WHAT NEEDS TO BE DONE: From the book reviews below, extract the passage between "In Bohemia’s Case" and "Steed. G. G.", inclusive, copying it word for word.

[begin SOURCE EXCERPT]

Professor C. E. Vaughan, late of the University of Leeds—who in 1915 published what will probably remain the definitive edition of the political works of Rousseau—has just done good service to the cause of a European settlement by issuing a cheap reprint of Rousseau’s essay on “A Lasting Peace through the Federation of Europe” (Constable, 2s. net). Although Rousseau wrote this essay in 1756, it contains many wise remarks and sound principles which are singularly applicable to the present day. One warning of Rousseau might well be taken to heart by the pacifist groups of to-day: “My friends! you must allow me to tell you that you give too much weight to your calculations and too little to the heart of man and the play of passion. Your system is excellent for Utopia, for the children of Adam it is worth nothing.”

Professor Vaughan contributes to this edition a most valuable Introduction, in which he applies the ideas of Rousseau to the current crisis. He points out that the basis of a Federation of the Continent and the indispensable condition of the maintenance of a lasting peace must be the reorganisation of Europe, and particularly of Central Europe, on national lines. He rightly regards the break-up of Austria as “one of the chief conditions of the coming peace,” without which “the war will have been waged in vain.”F. J. C. H.

In Bohemia’s Case for Independence (Allen and Unwin, pp. xii + 132, 2s. 6d. net) Dr. Edouard Beneš, the well-known lecturer of Prague University, gives an admirable summary of the material—historical, economic, and political—upon which is based the Czecho-Slovak claim to independence. It is a short and telling volume, which ought to be read and made known widely. The importance of Czecho-Slovak and Jugoslav liberation from German and Magyar control cannot be insisted upon too much. It is fundamental. Unless that immoral domination is broken up many of the root causes of the present war will remain untouched. Even at this stage of the war there is far too much ignorance and indifference towards this vital problem. Dr. Beneš’ plea will do much to clear the air, as will also the lucid and eloquent introduction contributed by Mr. Wickham Steed. G. G.

[end SOURCE EXCERPT]
[begin DATA EXCERPT]

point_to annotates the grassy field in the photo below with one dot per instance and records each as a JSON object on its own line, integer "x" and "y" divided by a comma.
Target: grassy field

[end DATA EXCERPT]

OUTPUT OF THE TASK:
In Bohemia’s Case for Independence (Allen and Unwin, pp. xii + 132, 2s. 6d. net) Dr. Edouard Beneš, the well-known lecturer of Prague University, gives an admirable summary of the material—historical, economic, and political—upon which is based the Czecho-Slovak claim to independence. It is a short and telling volume, which ought to be read and made known widely. The importance of Czecho-Slovak and Jugoslav liberation from German and Magyar control cannot be insisted upon too much. It is fundamental. Unless that immoral domination is broken up many of the root causes of the present war will remain untouched. Even at this stage of the war there is far too much ignorance and indifference towards this vital problem. Dr. Beneš’ plea will do much to clear the air, as will also the lucid and eloquent introduction contributed by Mr. Wickham Steed. G. G.